• [EXERCISE DETAILS]
From the entries provided below, copy each line that contains the word "gear".

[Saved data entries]
====================
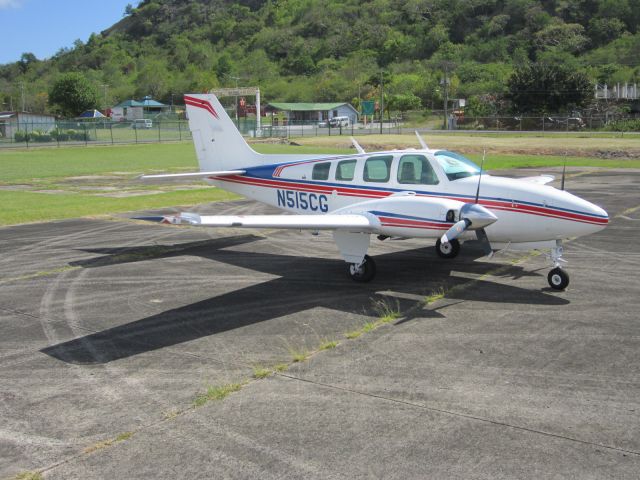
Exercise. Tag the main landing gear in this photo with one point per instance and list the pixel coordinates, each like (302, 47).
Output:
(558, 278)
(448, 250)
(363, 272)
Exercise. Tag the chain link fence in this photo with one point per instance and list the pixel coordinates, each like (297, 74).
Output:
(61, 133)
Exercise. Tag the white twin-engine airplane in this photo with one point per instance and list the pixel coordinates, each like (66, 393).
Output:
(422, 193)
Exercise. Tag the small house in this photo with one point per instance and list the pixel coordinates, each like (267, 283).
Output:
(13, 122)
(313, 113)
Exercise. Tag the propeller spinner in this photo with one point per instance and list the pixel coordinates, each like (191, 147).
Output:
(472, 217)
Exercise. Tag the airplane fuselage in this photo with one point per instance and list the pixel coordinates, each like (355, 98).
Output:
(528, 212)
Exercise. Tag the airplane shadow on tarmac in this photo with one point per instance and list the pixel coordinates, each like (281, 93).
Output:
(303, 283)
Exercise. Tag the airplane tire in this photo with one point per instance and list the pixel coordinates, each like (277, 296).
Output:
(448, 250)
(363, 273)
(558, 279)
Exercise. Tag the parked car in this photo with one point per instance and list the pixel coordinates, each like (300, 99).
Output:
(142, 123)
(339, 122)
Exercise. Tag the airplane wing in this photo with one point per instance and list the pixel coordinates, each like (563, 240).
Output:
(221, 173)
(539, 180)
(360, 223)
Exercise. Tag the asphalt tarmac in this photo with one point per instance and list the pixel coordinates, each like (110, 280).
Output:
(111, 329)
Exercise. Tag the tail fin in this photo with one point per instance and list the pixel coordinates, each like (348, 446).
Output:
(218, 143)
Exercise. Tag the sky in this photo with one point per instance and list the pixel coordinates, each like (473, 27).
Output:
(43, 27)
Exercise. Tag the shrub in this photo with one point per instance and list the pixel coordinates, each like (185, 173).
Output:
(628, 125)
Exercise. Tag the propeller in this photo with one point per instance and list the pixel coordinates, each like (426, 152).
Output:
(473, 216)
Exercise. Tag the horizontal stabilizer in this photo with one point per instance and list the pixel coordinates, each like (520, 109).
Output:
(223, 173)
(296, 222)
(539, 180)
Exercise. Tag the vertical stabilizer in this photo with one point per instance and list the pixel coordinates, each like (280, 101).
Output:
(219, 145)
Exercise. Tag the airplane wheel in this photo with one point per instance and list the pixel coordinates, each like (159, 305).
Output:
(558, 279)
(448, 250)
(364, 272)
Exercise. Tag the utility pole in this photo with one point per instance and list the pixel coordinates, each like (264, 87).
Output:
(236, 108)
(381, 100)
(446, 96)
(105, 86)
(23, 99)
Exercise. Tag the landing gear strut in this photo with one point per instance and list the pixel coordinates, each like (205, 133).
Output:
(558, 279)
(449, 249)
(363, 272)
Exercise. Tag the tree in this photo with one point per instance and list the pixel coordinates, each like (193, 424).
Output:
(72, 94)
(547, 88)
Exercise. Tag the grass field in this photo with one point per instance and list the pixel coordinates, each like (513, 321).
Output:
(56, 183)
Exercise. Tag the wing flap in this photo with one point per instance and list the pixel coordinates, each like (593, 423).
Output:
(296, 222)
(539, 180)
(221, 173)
====================
• [RESPONSE BOX]
Exercise. Tag the main landing gear in this photo with one point per instance and list the pixel coordinates, each like (302, 47).
Exercise. Tag the landing gear strut in this photo with one point per instance and list the pixel coordinates, each like (205, 133).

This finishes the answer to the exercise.